◆ Source text ◆

In 2005, the World Bank gave a monetary definition of poverty as living on less than 1.25; the equivalent to 97 ½ pence a day and a little more than a packet of pasta or tinned soup at Tesco. But can poverty be simply defined by a lack of money?
Letters shoved into mailboxes containing pictures of African children with big, pleading eyes, advertisements blaring soulful music accompanied with “Give 3 dollars a day to save a child’s life,” and collection buckets rattling under your noses – we’ve all seen it: attempts to strike that chord of compassion in all of us in the hopes that we would give something. It seems easy to push aside that voice of conscience telling us to act because these issues are too far away, on the other side of the world. We justify this inaction by assuming that there is nothing we can do, that poverty is a natural product of a world based upon capitalism. So we cast our eyes over these issues and tune out that voice in our head.

◆ Exercise tasks ◆
1. Reproduce the text of the poverty passage between "Letters shoved into" and "in our head.", inclusive.
2. List every type of charity appeal that the poverty passage describes.
3. According to the poverty passage, in what year did the World Bank give its monetary definition of poverty?

[Photo-based referring expression data]
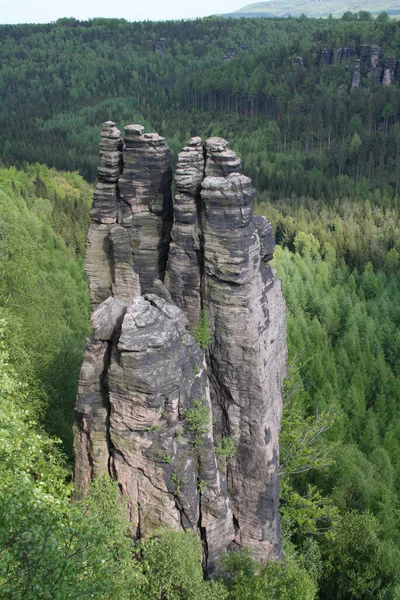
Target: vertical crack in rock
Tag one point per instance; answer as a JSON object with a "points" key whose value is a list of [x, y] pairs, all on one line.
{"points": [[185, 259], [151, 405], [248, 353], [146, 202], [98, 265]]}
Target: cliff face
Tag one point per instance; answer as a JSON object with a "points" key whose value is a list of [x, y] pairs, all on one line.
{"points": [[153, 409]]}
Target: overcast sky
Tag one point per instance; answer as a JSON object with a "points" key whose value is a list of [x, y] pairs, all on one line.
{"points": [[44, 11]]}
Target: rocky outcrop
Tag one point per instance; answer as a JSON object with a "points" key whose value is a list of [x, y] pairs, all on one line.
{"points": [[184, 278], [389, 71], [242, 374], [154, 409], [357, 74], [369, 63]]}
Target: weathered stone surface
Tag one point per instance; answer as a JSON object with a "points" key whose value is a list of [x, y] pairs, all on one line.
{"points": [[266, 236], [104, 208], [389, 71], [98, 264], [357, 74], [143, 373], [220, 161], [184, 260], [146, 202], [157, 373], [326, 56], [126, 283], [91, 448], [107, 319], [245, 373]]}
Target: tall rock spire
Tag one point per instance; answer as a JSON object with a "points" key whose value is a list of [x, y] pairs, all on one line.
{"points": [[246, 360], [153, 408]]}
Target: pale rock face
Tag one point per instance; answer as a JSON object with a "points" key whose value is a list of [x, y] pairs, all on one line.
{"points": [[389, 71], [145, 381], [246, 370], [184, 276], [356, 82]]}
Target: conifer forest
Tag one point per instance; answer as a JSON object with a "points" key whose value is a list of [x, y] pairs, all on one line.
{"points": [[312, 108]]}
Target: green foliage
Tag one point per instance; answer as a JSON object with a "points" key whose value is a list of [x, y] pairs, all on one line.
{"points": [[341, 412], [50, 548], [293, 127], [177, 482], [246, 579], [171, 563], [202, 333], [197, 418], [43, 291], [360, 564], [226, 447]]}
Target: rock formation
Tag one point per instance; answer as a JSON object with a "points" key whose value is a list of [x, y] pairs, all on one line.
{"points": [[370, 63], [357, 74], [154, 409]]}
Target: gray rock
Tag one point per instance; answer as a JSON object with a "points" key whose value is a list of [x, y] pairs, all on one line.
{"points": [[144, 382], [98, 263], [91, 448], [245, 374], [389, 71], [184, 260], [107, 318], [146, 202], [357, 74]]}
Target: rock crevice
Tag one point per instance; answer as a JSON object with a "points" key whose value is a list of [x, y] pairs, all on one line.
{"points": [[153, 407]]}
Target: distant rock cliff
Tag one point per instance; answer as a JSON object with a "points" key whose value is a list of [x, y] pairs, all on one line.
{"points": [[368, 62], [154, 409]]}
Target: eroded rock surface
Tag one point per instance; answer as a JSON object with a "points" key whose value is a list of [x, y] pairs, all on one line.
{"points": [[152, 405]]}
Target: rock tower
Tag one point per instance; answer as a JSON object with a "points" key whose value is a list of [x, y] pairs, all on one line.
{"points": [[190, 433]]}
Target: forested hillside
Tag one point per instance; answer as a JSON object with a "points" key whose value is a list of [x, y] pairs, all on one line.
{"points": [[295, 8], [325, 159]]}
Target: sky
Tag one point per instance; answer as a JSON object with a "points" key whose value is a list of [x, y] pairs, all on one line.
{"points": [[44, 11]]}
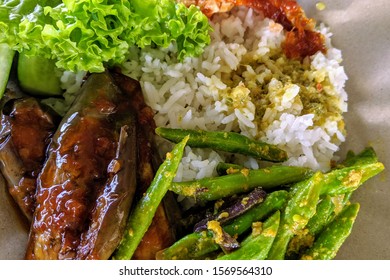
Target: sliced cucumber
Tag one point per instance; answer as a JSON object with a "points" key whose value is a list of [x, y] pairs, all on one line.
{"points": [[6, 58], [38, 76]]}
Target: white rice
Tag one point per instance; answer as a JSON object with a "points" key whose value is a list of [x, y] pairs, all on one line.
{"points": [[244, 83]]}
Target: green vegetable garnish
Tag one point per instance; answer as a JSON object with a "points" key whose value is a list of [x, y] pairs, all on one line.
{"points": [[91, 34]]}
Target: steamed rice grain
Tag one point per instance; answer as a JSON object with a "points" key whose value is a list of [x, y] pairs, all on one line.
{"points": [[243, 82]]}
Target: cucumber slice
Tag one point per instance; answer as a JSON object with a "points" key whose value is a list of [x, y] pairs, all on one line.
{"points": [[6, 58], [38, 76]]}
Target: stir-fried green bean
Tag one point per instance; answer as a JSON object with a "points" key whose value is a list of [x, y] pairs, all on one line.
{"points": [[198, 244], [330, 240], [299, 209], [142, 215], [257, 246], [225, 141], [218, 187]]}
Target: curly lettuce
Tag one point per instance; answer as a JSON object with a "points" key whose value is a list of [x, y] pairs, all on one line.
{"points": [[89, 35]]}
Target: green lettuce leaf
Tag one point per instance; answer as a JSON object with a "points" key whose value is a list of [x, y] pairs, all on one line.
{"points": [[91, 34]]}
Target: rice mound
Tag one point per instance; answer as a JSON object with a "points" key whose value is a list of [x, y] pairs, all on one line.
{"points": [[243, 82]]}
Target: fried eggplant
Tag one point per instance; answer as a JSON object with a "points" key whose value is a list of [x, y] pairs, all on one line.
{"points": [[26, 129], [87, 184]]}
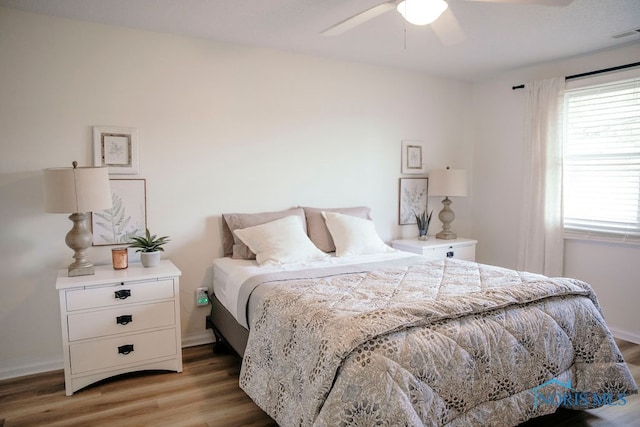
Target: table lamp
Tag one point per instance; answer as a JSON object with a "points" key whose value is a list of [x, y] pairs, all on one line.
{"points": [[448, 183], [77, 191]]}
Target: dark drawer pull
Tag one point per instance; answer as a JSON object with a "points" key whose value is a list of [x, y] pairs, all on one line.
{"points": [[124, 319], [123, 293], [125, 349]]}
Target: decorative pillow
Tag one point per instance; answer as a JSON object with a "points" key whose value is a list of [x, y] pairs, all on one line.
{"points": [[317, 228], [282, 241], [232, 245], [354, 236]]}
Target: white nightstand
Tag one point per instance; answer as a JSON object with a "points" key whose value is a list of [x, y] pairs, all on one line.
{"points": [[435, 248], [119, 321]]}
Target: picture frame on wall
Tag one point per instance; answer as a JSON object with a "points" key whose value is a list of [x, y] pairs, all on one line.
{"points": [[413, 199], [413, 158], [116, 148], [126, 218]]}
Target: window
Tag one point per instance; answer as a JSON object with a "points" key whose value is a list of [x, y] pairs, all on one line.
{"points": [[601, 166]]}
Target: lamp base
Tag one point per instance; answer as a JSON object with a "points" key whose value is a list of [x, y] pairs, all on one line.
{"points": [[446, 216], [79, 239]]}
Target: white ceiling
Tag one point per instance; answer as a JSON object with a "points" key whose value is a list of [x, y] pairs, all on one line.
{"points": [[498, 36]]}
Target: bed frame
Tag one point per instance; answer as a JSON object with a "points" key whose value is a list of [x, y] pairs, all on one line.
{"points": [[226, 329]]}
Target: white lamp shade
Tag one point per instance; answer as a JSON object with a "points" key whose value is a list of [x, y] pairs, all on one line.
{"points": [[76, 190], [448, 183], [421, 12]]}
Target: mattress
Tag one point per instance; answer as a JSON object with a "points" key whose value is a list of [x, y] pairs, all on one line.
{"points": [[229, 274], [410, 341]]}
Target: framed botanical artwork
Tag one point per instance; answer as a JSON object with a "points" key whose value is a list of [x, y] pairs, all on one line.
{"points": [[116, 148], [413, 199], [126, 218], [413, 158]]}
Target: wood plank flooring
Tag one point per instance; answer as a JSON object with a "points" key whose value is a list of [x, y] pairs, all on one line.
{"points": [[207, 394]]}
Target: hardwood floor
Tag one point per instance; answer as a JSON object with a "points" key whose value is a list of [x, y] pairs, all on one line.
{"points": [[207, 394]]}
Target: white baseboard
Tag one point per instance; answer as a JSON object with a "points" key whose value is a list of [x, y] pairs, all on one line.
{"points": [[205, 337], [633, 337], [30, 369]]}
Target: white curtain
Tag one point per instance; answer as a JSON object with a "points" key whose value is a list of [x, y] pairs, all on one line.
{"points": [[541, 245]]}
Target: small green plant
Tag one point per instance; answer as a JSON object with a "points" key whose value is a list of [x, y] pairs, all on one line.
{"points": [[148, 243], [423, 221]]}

◆ Solutions ◆
1.
Letters shoved into mailboxes containing pictures of African children with big, pleading eyes, advertisements blaring soulful music accompanied with “Give 3 dollars a day to save a child’s life,” and collection buckets rattling under your noses – we’ve all seen it: attempts to strike that chord of compassion in all of us in the hopes that we would give something. It seems easy to push aside that voice of conscience telling us to act because these issues are too far away, on the other side of the world. We justify this inaction by assuming that there is nothing we can do, that poverty is a natural product of a world based upon capitalism. So we cast our eyes over these issues and tune out that voice in our head.

2.
Letters shoved into mailboxes containing pictures of African children with big, pleading eyes
Advertisements blaring soulful music with "Give 3 dollars a day to save a child's life"
Collection buckets rattling under your noses

3. 2005